Dataset entries ▸
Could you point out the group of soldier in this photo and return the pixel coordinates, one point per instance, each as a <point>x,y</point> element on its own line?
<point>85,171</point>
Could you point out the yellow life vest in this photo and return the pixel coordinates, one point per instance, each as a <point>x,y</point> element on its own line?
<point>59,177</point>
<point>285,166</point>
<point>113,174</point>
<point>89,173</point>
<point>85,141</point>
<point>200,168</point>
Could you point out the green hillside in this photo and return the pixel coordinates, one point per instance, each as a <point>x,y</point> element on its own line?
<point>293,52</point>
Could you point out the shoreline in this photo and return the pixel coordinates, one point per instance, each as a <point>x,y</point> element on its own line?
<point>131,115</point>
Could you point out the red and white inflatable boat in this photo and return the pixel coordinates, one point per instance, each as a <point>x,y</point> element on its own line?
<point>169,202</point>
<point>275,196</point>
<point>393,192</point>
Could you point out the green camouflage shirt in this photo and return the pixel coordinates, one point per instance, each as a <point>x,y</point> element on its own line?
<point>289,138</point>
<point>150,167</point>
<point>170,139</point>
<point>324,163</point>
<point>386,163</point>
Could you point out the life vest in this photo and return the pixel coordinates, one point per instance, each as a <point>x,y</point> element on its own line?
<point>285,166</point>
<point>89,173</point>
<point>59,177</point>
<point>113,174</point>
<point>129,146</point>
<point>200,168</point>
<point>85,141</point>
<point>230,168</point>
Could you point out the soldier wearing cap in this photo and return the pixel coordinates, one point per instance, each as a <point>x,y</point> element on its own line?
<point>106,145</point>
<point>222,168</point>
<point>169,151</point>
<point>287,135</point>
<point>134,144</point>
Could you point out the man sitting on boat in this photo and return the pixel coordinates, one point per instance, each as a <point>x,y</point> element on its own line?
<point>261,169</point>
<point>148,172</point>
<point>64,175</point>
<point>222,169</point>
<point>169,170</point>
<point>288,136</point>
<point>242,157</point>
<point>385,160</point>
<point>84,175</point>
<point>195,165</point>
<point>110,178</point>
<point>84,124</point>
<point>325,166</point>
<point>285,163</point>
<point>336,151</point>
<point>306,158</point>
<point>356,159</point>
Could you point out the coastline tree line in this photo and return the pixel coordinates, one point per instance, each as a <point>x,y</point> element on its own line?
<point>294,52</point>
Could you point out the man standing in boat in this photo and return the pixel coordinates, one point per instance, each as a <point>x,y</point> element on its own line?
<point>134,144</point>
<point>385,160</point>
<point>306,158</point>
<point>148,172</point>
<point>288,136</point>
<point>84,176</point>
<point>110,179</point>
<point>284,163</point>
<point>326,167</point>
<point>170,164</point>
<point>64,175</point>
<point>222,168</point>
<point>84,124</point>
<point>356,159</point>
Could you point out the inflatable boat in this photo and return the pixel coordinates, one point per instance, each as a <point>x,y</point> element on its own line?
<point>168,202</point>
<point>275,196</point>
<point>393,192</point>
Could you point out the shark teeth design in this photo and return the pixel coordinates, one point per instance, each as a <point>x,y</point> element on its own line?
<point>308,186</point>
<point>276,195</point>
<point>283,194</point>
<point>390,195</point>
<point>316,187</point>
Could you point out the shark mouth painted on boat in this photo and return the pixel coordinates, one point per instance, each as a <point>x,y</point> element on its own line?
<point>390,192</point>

WORK ORDER ▸ From the first line through the last, give the data above again exactly.

THE COMPLETED TASK ▸
Could you point out the group of soldier in this photo and return the pixel coordinates, one point per instance, each as a <point>x,y</point> element on its own line?
<point>85,171</point>
Could you point out the yellow life vest in this photo and return the pixel coordinates, one point per instance, each as a <point>x,y</point> element on its own line?
<point>59,177</point>
<point>285,166</point>
<point>113,174</point>
<point>89,173</point>
<point>85,141</point>
<point>200,168</point>
Could you point out the green hillside in this photo and return the pixel coordinates, one point per instance, each as a <point>x,y</point> element on its own line?
<point>293,52</point>
Could you point out the shoreline in this photo and return the pixel coordinates, one point per instance, each as a <point>x,y</point> element on its own line?
<point>131,115</point>
Could you point out the red and white inflatable boat in this photo and return the pixel coordinates, one point per instance, each as a <point>x,y</point> element on its own line?
<point>169,202</point>
<point>275,196</point>
<point>393,192</point>
Could you point out the green camouflage shirt in this photo and return the pixel coordinates, one point per instance, each as a <point>x,y</point> element on its own line?
<point>289,138</point>
<point>150,167</point>
<point>170,139</point>
<point>324,163</point>
<point>386,163</point>
Could you point out the life vest in this photo and return the pixel coordinates, one point per instance, each as a <point>x,y</point> element on its own line?
<point>285,166</point>
<point>89,173</point>
<point>59,177</point>
<point>113,174</point>
<point>129,146</point>
<point>200,168</point>
<point>85,141</point>
<point>230,168</point>
Could you point out the soldier wearing cap in this photo and return the pixel coordinates, one point per instance, each as a <point>x,y</point> element on its own line?
<point>106,145</point>
<point>222,168</point>
<point>169,151</point>
<point>287,135</point>
<point>134,144</point>
Could you point out the man sitting on boat in this photo and return the pixel coordinates, one point per instance, each as a <point>x,y</point> element on its own line?
<point>261,169</point>
<point>148,172</point>
<point>64,175</point>
<point>222,169</point>
<point>169,170</point>
<point>288,136</point>
<point>242,157</point>
<point>385,160</point>
<point>84,175</point>
<point>195,165</point>
<point>110,178</point>
<point>84,124</point>
<point>325,166</point>
<point>285,163</point>
<point>336,151</point>
<point>306,158</point>
<point>356,159</point>
Could you point out the coastline tree line in this photo and return the pixel coordinates, one point per instance, each as a <point>x,y</point> element on its own line?
<point>294,52</point>
Could you point out the man standing in boat in this photo and return the pixel coordinates, one point per instance, each as a <point>x,y</point> element on its own line?
<point>134,144</point>
<point>385,160</point>
<point>306,158</point>
<point>148,172</point>
<point>288,136</point>
<point>84,176</point>
<point>110,179</point>
<point>284,163</point>
<point>326,167</point>
<point>170,164</point>
<point>64,175</point>
<point>222,168</point>
<point>84,124</point>
<point>356,159</point>
Could you point out the inflatable boat in this photo and return the pixel coordinates, one point per instance, each as a <point>x,y</point> element on its own line?
<point>168,202</point>
<point>275,196</point>
<point>393,192</point>
Could you point out the shark teeth design in this photo and return the pixel coordinates, one point per instance, each as a <point>x,y</point> element on its own line?
<point>308,186</point>
<point>276,195</point>
<point>283,194</point>
<point>390,195</point>
<point>316,187</point>
Could you point out the shark mouth painted on boat in this photo and return the pixel coordinates, one point per instance, each as a <point>x,y</point> element on its own line?
<point>390,192</point>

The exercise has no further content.